(Source data)

※

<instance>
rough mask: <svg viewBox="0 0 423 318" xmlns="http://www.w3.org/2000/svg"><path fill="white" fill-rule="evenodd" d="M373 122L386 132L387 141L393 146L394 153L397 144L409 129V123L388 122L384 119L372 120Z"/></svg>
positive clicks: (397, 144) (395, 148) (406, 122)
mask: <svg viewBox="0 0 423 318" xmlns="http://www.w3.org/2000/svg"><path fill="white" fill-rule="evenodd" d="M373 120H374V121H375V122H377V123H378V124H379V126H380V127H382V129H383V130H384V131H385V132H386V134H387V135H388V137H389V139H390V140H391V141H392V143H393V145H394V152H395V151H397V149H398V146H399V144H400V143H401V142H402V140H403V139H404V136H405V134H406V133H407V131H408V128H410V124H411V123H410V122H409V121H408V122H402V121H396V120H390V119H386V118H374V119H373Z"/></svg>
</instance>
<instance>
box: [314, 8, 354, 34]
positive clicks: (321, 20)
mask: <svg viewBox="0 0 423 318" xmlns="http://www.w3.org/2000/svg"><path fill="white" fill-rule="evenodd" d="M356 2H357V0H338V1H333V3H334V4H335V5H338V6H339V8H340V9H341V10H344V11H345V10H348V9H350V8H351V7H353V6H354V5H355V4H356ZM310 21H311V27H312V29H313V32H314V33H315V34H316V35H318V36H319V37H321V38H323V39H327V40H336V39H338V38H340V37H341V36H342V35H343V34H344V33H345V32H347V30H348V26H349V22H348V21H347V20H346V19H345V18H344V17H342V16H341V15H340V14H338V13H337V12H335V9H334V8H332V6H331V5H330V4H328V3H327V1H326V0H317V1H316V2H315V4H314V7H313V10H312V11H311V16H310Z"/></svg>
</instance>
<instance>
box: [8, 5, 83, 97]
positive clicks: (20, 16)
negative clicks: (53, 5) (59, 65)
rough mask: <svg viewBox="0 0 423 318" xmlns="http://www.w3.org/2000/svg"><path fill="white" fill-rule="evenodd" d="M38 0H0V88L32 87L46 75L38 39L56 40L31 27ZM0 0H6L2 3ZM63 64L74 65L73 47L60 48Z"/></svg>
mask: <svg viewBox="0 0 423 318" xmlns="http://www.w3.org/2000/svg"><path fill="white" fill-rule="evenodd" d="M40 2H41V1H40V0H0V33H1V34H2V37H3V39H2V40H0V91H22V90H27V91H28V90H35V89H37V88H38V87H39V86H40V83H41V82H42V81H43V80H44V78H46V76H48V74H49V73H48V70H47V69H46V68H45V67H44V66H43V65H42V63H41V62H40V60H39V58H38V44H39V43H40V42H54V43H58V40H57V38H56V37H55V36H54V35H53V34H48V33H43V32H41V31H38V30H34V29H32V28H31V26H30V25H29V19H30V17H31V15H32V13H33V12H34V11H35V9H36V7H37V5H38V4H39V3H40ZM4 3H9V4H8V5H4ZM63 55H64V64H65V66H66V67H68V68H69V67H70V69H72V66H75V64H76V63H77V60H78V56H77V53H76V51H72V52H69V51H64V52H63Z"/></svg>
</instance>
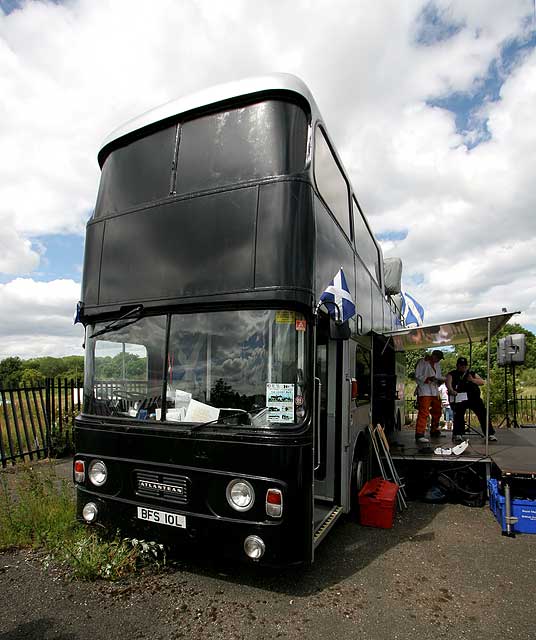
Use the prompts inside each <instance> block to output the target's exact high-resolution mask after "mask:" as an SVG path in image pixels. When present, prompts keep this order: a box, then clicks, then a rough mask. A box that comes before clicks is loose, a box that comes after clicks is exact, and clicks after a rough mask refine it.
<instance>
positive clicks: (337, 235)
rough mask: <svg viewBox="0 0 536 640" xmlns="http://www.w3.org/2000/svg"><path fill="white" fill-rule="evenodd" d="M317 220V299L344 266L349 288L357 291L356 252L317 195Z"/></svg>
mask: <svg viewBox="0 0 536 640" xmlns="http://www.w3.org/2000/svg"><path fill="white" fill-rule="evenodd" d="M314 207H315V220H316V264H317V267H316V299H317V300H318V299H319V298H320V296H321V295H322V292H323V291H324V290H325V289H326V287H327V286H328V285H329V283H330V282H331V281H332V280H333V277H334V276H335V275H336V274H337V272H338V271H339V269H340V268H341V267H342V268H343V270H344V275H345V276H346V281H347V282H348V288H349V289H350V291H355V275H354V252H353V249H352V247H351V246H350V244H349V242H348V241H347V240H346V238H345V236H344V235H343V234H342V233H341V231H340V228H339V226H338V225H337V223H336V222H335V221H334V220H333V218H332V217H331V215H330V214H329V213H328V212H327V210H326V208H325V207H324V205H323V204H322V203H321V201H320V200H319V198H317V197H315V205H314Z"/></svg>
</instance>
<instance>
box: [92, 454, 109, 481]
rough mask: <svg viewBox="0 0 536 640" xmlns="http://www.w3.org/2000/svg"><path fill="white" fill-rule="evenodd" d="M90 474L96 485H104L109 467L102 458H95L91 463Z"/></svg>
mask: <svg viewBox="0 0 536 640" xmlns="http://www.w3.org/2000/svg"><path fill="white" fill-rule="evenodd" d="M88 476H89V479H90V481H91V482H92V483H93V484H94V485H95V486H96V487H102V485H103V484H104V483H105V482H106V479H107V478H108V469H107V468H106V465H105V464H104V462H103V461H102V460H93V462H92V463H91V464H90V465H89V470H88Z"/></svg>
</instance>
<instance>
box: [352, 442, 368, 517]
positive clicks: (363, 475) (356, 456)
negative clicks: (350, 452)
mask: <svg viewBox="0 0 536 640" xmlns="http://www.w3.org/2000/svg"><path fill="white" fill-rule="evenodd" d="M368 474H369V464H368V443H367V442H366V440H365V439H364V438H363V440H361V441H360V442H358V443H357V445H356V451H355V453H354V460H353V462H352V477H351V482H350V505H351V514H352V518H353V519H356V520H357V519H358V517H359V492H360V491H361V489H362V488H363V487H364V485H365V483H366V482H367V480H368Z"/></svg>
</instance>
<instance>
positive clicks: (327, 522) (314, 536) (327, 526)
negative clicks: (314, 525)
mask: <svg viewBox="0 0 536 640" xmlns="http://www.w3.org/2000/svg"><path fill="white" fill-rule="evenodd" d="M341 515H342V507H333V509H332V510H331V511H330V512H329V513H328V515H327V516H326V518H325V519H324V521H323V522H322V524H321V525H320V527H319V528H318V529H317V530H316V532H315V535H314V538H313V542H314V545H315V548H316V547H317V546H318V545H319V544H320V543H321V542H322V540H323V539H324V537H325V535H326V533H327V532H328V531H329V530H330V529H331V527H332V526H333V525H334V524H335V522H337V520H338V519H339V517H340V516H341Z"/></svg>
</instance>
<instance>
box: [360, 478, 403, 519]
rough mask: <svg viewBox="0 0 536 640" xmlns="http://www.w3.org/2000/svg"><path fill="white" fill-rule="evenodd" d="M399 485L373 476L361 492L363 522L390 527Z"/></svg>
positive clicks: (394, 509)
mask: <svg viewBox="0 0 536 640" xmlns="http://www.w3.org/2000/svg"><path fill="white" fill-rule="evenodd" d="M397 493H398V485H397V484H395V483H394V482H388V481H387V480H384V479H383V478H372V480H369V481H368V482H367V484H366V485H365V486H364V487H363V488H362V489H361V491H360V492H359V513H360V522H361V524H363V525H365V526H367V527H381V528H382V529H390V528H391V527H392V526H393V521H394V517H395V511H396V494H397Z"/></svg>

※

■ **Task goal**:
Set down, exactly as they stand above, the lines starting with the line with "box: [314, 8, 354, 34]" and going on through the line with "negative clicks: (53, 5) (59, 65)", and no others.

■ **Solution to the problem**:
box: [314, 8, 354, 34]
positive clicks: (321, 20)
mask: <svg viewBox="0 0 423 318" xmlns="http://www.w3.org/2000/svg"><path fill="white" fill-rule="evenodd" d="M356 2H357V0H338V1H333V3H334V4H335V5H338V6H339V8H340V9H341V10H344V11H345V10H348V9H350V8H351V7H353V6H354V5H355V4H356ZM310 21H311V27H312V29H313V32H314V33H315V34H316V35H318V36H319V37H321V38H323V39H327V40H336V39H338V38H340V37H341V36H342V35H343V34H344V33H345V32H347V30H348V26H349V22H348V21H347V20H346V19H345V18H344V17H342V16H341V15H340V14H338V13H337V12H335V9H334V8H332V6H331V5H330V4H328V3H327V1H326V0H317V1H316V2H315V4H314V7H313V10H312V11H311V16H310Z"/></svg>
</instance>
<instance>
box: [8, 5, 83, 97]
positive clicks: (20, 16)
negative clicks: (53, 5) (59, 65)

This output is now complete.